Information given Start Marker

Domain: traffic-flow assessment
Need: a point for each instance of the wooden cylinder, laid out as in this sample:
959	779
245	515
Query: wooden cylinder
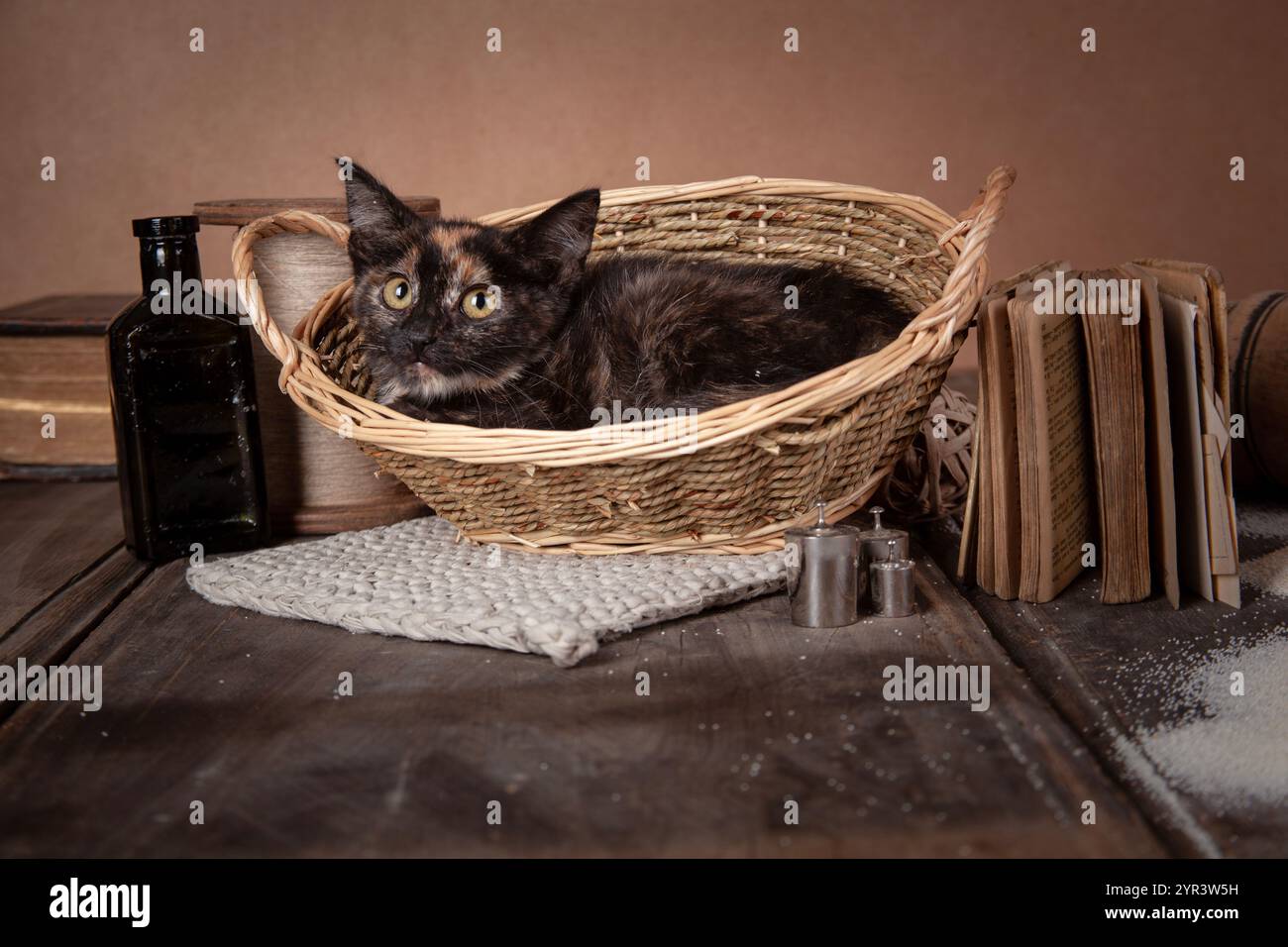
317	482
1258	384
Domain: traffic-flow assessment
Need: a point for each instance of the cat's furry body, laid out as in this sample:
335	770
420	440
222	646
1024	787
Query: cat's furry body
567	337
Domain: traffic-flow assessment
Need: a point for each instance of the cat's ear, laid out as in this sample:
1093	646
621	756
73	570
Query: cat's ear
373	206
561	236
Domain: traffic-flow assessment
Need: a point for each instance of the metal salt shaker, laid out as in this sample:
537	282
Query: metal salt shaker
893	589
874	541
824	582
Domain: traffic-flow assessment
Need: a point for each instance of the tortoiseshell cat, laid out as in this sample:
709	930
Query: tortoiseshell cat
514	328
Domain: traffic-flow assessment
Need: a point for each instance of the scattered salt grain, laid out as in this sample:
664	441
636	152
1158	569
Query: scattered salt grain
1215	745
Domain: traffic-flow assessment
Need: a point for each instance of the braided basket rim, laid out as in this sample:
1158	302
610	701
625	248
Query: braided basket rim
927	338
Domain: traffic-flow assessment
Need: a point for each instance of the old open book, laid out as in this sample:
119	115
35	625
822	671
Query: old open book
1103	436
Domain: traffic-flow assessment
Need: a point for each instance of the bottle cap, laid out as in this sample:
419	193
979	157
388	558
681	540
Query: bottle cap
166	226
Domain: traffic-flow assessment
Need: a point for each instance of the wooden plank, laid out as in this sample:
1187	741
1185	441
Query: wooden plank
51	535
241	211
745	714
1107	671
50	634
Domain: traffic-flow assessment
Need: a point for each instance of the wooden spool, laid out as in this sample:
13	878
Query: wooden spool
1258	339
317	482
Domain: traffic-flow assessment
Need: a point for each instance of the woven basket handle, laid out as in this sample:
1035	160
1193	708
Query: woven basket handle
954	309
283	348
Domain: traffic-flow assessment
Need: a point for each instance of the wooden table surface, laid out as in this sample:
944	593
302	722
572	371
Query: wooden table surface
747	718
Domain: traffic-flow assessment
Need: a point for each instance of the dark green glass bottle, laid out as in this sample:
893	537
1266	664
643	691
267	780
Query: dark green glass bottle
188	453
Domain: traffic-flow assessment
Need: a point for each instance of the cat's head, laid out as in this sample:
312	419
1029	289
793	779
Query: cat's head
451	305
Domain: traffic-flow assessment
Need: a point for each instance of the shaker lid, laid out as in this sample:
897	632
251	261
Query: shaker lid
877	531
892	561
820	527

Information given End Marker

Task statement: Could you give all the records again, exactly, minus the pictures?

Solved problem:
Domain: traffic-flow assessment
Need: a point for each instance of the wooden cylinder, laid out as in this sample:
959	779
245	515
Query: wooden cylinder
317	482
1258	384
Domain: traffic-flow assessment
Need: a point for each instance of the cat's furry body, laid out as in this sample:
335	770
420	440
222	646
1024	787
Query: cat's furry body
567	337
Domain: traffic-flow assessment
Need: a point for each instance of the cat's ear, laid out as in this sample:
1093	646
621	756
73	570
Query: cat's ear
373	206
561	236
Domain: traffic-flow assessment
Need: a point for each instance of the metal salt shaker, laid out as in this sample:
537	282
Query: metal salt shaker
893	589
874	541
824	582
Domain: traffic-flow assessment
Need: a point for each instance of the tortoiseshell cat, laid out as in this sample:
709	930
Query: tortoiseshell cat
514	328
Domain: traffic-flow assessment
Need: a point for each instance of the scattered salt grain, laid out as in this sample:
664	441
636	152
1158	569
Query: scattered salt grain
1215	745
Domain: traffic-flow assessment
Need: a point for each instance of the braided basket rim, laid out as in this sample:
1158	302
610	701
625	248
Query: braided basket rim
927	338
Domain: traffic-flow assessment
Need: a point for each instance of the old open book, laid out as in this sample:
119	115
35	625
822	671
Query: old open book
1103	436
Domain: traffic-flow assessment
Need: a point for each instance of the bottle cap, laid out as in this sample:
419	193
979	157
388	558
681	540
Query: bottle cap
166	226
Domain: traffic-flow assessment
Need: a point for each instance of the wooden plank, laid out as in this sample:
1187	741
1185	441
Query: wooden plank
51	535
241	211
745	714
1107	671
50	634
Domain: traffic-flow assessment
Need: a point for each instance of the wooden spool, laid out as in this sample:
13	878
Query: wooden spool
1258	339
317	482
Domain: traffic-flow assessment
Need: a point for each instance of the woven basket handle, laid out as in this sample:
1035	160
1193	708
Query: woven basket handle
954	309
283	348
Domain: traffic-flow assessment
Need: a point for each instance of the wooden table surface, laid out as in this sample:
944	593
302	722
572	371
Query: wooden table surface
747	718
Domain: traffic-flow assessment
Need: a point for each instance of the dark green glass bottle, laid out as in this sample:
893	537
1266	664
643	691
267	780
Query: dark green glass bottle
188	453
Domain: traffic-flow assessment
Need: a point for each instance of the cat's head, laid out as in this sample:
312	419
1029	289
793	779
Query: cat's head
451	305
Domain: traffic-flow assessment
Need: a point for each instance of the shaker lid, laid out as in this sample:
897	632
251	261
Query: shaker lid
877	531
892	561
820	527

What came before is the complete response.